### [Task statement]
Copy every line of the rows below that contains the word "blue", matching case exactly. Leave out lines where the letters appear only with different capitalization.

Dataset excerpts on object pointing:
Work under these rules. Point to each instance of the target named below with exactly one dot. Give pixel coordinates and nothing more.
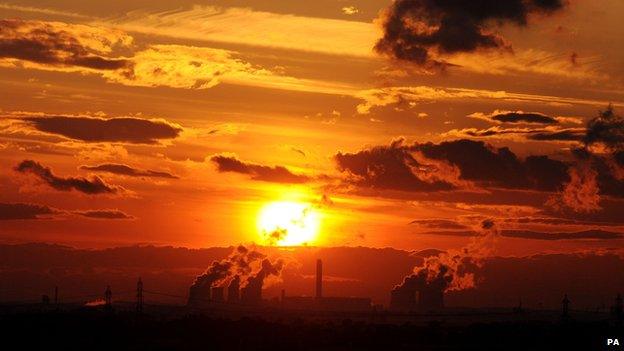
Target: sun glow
(287, 223)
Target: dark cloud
(596, 234)
(50, 44)
(540, 134)
(516, 117)
(389, 167)
(586, 234)
(92, 186)
(482, 163)
(607, 129)
(122, 169)
(9, 211)
(460, 164)
(103, 214)
(277, 174)
(92, 129)
(559, 135)
(419, 30)
(439, 223)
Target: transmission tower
(139, 296)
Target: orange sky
(175, 124)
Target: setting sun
(288, 223)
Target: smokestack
(319, 279)
(234, 290)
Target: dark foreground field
(93, 329)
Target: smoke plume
(242, 263)
(455, 269)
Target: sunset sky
(405, 125)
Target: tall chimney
(319, 279)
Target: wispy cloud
(265, 29)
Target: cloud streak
(59, 44)
(15, 211)
(276, 174)
(121, 169)
(103, 214)
(93, 186)
(420, 31)
(94, 129)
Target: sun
(287, 223)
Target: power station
(251, 295)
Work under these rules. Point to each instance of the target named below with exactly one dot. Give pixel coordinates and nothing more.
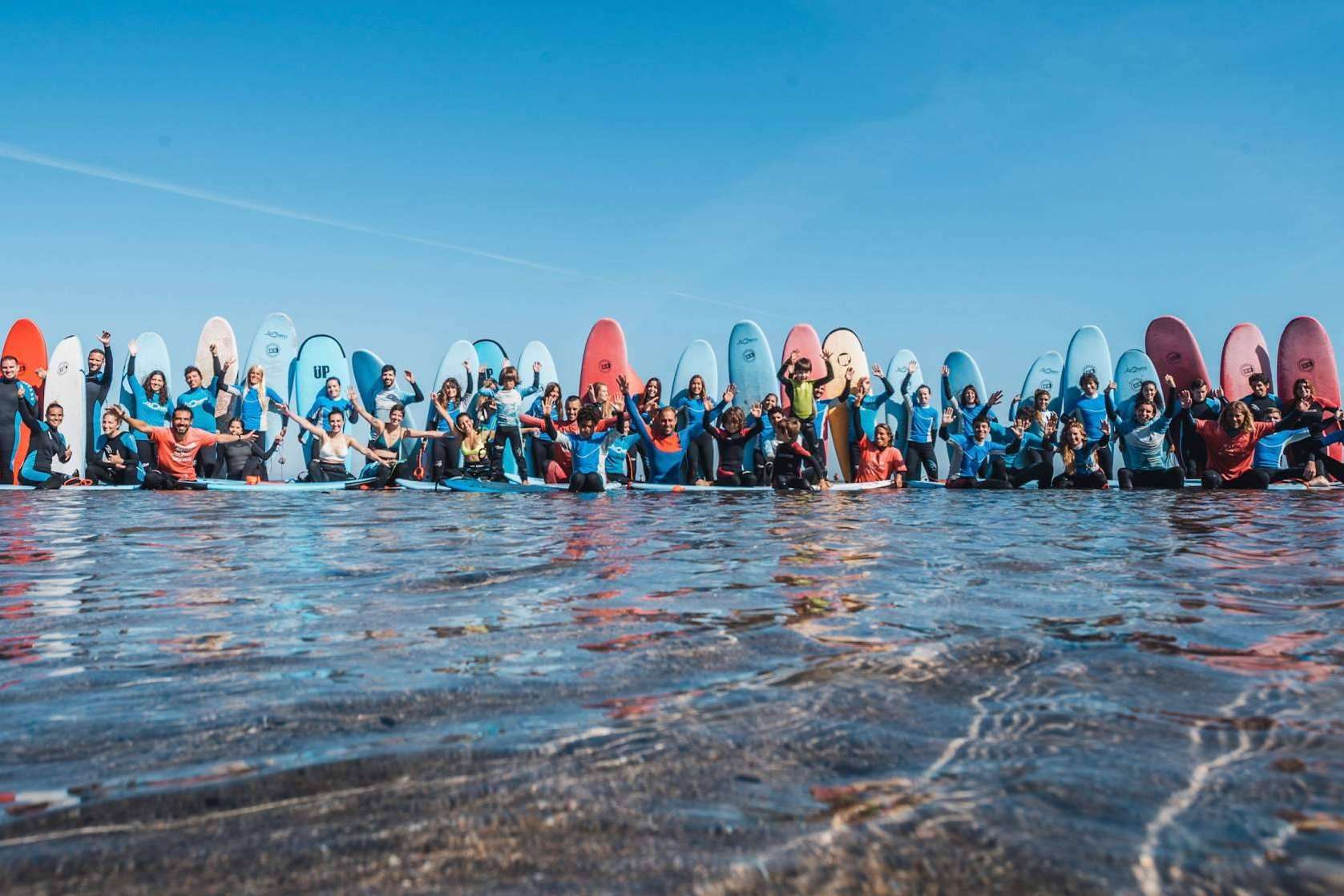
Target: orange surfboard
(605, 357)
(25, 341)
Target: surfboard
(696, 357)
(1044, 373)
(605, 357)
(1306, 351)
(895, 410)
(26, 343)
(319, 357)
(1132, 371)
(67, 387)
(1175, 352)
(492, 355)
(963, 371)
(803, 339)
(846, 352)
(220, 332)
(152, 355)
(1088, 353)
(1245, 352)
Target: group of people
(478, 426)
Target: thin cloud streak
(27, 156)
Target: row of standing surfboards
(303, 369)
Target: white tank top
(333, 450)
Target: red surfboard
(605, 357)
(25, 341)
(1245, 352)
(808, 344)
(1306, 352)
(1173, 349)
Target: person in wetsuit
(116, 461)
(14, 395)
(244, 461)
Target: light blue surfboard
(319, 357)
(492, 355)
(152, 355)
(696, 357)
(752, 369)
(895, 409)
(1088, 353)
(1044, 373)
(963, 371)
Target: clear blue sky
(936, 176)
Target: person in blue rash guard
(389, 397)
(664, 445)
(152, 403)
(921, 429)
(539, 446)
(256, 401)
(976, 453)
(862, 399)
(587, 448)
(968, 403)
(97, 385)
(200, 401)
(1269, 450)
(508, 406)
(1090, 410)
(115, 457)
(14, 395)
(1143, 442)
(1082, 469)
(1261, 399)
(46, 446)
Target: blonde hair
(1066, 450)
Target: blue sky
(936, 176)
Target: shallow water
(1088, 692)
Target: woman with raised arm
(333, 446)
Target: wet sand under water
(657, 693)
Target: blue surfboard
(319, 357)
(752, 369)
(1044, 373)
(963, 371)
(895, 409)
(1088, 353)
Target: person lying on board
(116, 461)
(921, 427)
(732, 434)
(976, 453)
(1143, 443)
(1230, 445)
(333, 446)
(46, 446)
(244, 461)
(390, 397)
(878, 460)
(390, 445)
(664, 445)
(176, 448)
(794, 465)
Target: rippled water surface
(659, 692)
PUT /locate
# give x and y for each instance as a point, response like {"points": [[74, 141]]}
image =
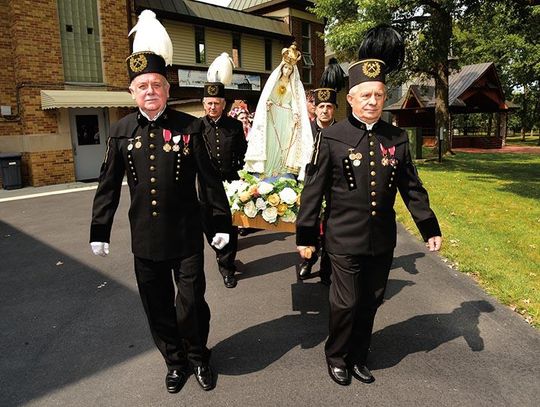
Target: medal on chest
{"points": [[166, 138], [388, 156], [185, 139], [356, 158]]}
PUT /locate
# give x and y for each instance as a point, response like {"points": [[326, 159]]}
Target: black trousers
{"points": [[179, 323], [357, 290]]}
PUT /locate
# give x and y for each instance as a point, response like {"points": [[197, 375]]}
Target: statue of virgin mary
{"points": [[280, 141]]}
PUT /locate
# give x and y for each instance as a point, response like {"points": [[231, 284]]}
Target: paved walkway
{"points": [[73, 332]]}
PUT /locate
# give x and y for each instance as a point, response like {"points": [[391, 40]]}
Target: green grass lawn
{"points": [[488, 206]]}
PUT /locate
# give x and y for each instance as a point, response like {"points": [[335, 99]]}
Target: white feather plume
{"points": [[221, 69], [150, 35]]}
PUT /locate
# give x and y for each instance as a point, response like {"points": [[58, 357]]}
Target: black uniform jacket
{"points": [[227, 145], [165, 212], [348, 168]]}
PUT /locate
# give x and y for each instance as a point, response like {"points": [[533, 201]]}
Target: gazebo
{"points": [[474, 89]]}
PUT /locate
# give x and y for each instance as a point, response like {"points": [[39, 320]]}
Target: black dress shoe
{"points": [[362, 373], [304, 272], [204, 376], [341, 376], [229, 281], [175, 380]]}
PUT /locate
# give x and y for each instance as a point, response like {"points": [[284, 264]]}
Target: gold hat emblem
{"points": [[138, 62], [323, 95], [212, 90], [371, 68]]}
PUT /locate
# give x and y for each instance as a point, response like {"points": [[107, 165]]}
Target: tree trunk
{"points": [[442, 29]]}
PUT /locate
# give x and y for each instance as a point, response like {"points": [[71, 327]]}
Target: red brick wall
{"points": [[115, 47]]}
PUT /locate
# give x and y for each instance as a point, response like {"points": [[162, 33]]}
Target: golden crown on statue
{"points": [[291, 55]]}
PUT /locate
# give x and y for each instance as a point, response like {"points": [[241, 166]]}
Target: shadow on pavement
{"points": [[61, 320], [256, 347], [424, 333]]}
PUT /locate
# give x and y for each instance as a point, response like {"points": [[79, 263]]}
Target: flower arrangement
{"points": [[274, 201]]}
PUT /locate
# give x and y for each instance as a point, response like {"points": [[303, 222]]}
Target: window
{"points": [[200, 53], [268, 55], [306, 53], [80, 40], [237, 50]]}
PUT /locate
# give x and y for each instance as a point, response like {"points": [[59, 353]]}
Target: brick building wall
{"points": [[317, 48]]}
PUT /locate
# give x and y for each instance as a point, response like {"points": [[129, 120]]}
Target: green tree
{"points": [[427, 26], [504, 32]]}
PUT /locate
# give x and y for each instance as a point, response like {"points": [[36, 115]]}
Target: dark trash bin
{"points": [[11, 170]]}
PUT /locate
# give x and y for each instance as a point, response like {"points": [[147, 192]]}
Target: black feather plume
{"points": [[333, 76], [384, 43]]}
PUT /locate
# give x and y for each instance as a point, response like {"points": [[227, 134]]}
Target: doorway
{"points": [[89, 130]]}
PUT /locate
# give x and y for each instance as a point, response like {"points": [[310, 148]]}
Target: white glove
{"points": [[220, 240], [100, 248]]}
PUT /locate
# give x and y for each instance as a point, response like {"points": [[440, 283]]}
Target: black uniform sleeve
{"points": [[240, 144], [317, 178], [210, 181], [108, 193], [416, 198]]}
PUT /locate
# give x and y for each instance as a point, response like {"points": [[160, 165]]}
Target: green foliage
{"points": [[487, 205]]}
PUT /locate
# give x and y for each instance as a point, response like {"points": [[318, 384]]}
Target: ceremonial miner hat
{"points": [[152, 47], [219, 74], [382, 51], [332, 81]]}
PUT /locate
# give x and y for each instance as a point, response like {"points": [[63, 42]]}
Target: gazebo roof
{"points": [[474, 88]]}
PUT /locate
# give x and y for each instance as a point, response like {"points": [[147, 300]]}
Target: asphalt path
{"points": [[73, 331]]}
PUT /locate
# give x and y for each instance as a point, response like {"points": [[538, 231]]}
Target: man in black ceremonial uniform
{"points": [[227, 146], [359, 166], [161, 151], [325, 100]]}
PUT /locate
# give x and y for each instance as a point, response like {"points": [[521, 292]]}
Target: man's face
{"points": [[325, 113], [367, 100], [150, 91], [213, 107]]}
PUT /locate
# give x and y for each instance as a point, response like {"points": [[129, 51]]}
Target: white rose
{"points": [[289, 217], [250, 210], [260, 204], [288, 195], [270, 214], [264, 188]]}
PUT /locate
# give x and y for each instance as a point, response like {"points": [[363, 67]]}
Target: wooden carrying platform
{"points": [[239, 219]]}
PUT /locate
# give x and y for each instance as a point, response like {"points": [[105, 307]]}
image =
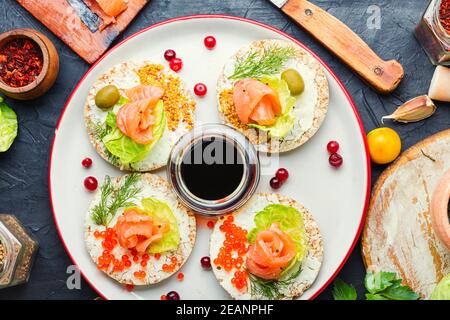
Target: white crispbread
{"points": [[124, 76], [244, 218], [156, 187], [310, 109]]}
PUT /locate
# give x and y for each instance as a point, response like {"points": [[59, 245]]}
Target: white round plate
{"points": [[337, 198]]}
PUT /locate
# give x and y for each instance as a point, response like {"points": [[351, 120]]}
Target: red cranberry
{"points": [[87, 162], [173, 295], [333, 146], [282, 175], [275, 183], [170, 55], [210, 42], [200, 89], [205, 262], [91, 183], [176, 64], [336, 160]]}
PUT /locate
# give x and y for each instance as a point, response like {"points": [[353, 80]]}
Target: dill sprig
{"points": [[258, 64], [114, 197], [271, 289]]}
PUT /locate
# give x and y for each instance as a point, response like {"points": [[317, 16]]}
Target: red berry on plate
{"points": [[282, 175], [333, 147], [87, 162], [91, 183], [275, 183], [170, 55], [210, 42], [205, 262], [176, 64], [336, 160], [173, 295], [200, 89]]}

### [Result of this task]
Target: light blue surfboard
Target: clear blue sky
Target: person in blue rash guard
Target: blue sky
Target: blue surfboard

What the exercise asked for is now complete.